■ **文書の抜粋**
______
辺見 当社は、㈱テレビユー福島(本社・福島市、信国一朗社長)のグループ会社である㈱MTS&プランニング(本社・福島市、川口昇児社長)と、産業用ドローンの開発を手掛ける㈱エンルート(本社・埼玉県ふじみ野市、伊豆智幸社長)の共同出資により、今年4月に設立しました。現在は、エンルート製の産業用ドローンの組立製造と販売のほか、オペレーション指導、メンテナンス・修理・補償サービスなどを手掛け、本県はもとより全国に向けて「福島産ドローン」の発信・販売を行っています。

 
もともとMTS&プランニングでは、3年ほど前からマルチコプターによる景観空撮映像の撮影・編集を手掛けていましたが、この分野は全国でも500とも600とも同業者がいると言われているように、大変競争の激しいビジネスでした。そのため、別分野にも挑戦しようと2年半前に産業用ドローンのプロジェクトが始まり、昨年3月にドローンのトップランナーであるエンルートと業務提携をしたんです。
______
■ **一覧**
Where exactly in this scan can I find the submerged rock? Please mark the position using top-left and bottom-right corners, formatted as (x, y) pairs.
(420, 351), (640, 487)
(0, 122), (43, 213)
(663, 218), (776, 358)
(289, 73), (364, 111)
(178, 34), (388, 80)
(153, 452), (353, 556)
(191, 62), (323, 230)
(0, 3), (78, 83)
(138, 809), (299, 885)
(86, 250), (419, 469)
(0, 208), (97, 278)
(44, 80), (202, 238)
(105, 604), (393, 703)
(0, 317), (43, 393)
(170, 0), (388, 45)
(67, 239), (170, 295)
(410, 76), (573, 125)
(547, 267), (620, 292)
______
■ **課題**
1/ 文章ではなく行のほうで、最初の行から「(153, 452), (353, 556)」を含む行まで、両端の行と依頼文も含めてすべてもう一度書いてください。その際、回答にある座標の数値をどれも56ずつ増やしてください。
2/ ドローン事業についての文章を、最後の文の後から書き継いでください。
この文章と行は互いに関係がありません。

■ **順番どおりの結果**
1/
Where exactly in this scan can I find the submerged rock? Please mark the position using top-left and bottom-right corners, formatted as (x, y) pairs.
(476, 407), (696, 543)
(56, 178), (99, 269)
(719, 274), (832, 414)
(345, 129), (420, 167)
(234, 90), (444, 136)
(209, 508), (409, 612)

2/
 
私はMTS&プランニングで、ドローン事業の立ち上げ当初からかかわってきましたが、エンルートの伊豆社長に提案したのが〝ディーラー制度〟でした。ドローンと一概に言っても、そこには製造や販売はもちろん、メンテナンス、トレーニング、ユーザーフォローなど諸々のサービスが必要になります。ですから、ドローンと自動車とは同じビジネスモデルであり、それを一緒にやりましょうとお願いしたんです。

 
最初は東北エリアの販売を担当していましたが、その後、エンルートから全国エリアも任されるようになり、更には組立製造、一部部品の製造と次第に事業の幅は広がっていきました。

 
――共同出資会社を設立した経緯は?

 
辺見 MTS&プランニングは、県内ではテレビユー福島の子会社としてそこそこ名前は知られているものの、それがいざ全国となるとそうはなりません。一方で業界におけるエンルートのブランド力は大変大きく、我々としては「エンルートM’s」という会社を設立し、エンルートとの関係を業務提携のレベルから更に上の関係に築けることは大きなメリットでした。また、エンルートにとっても研究開発に専念出来るメリットがあったことから、共同出資会社の話は双方で早い時期からあったんですね。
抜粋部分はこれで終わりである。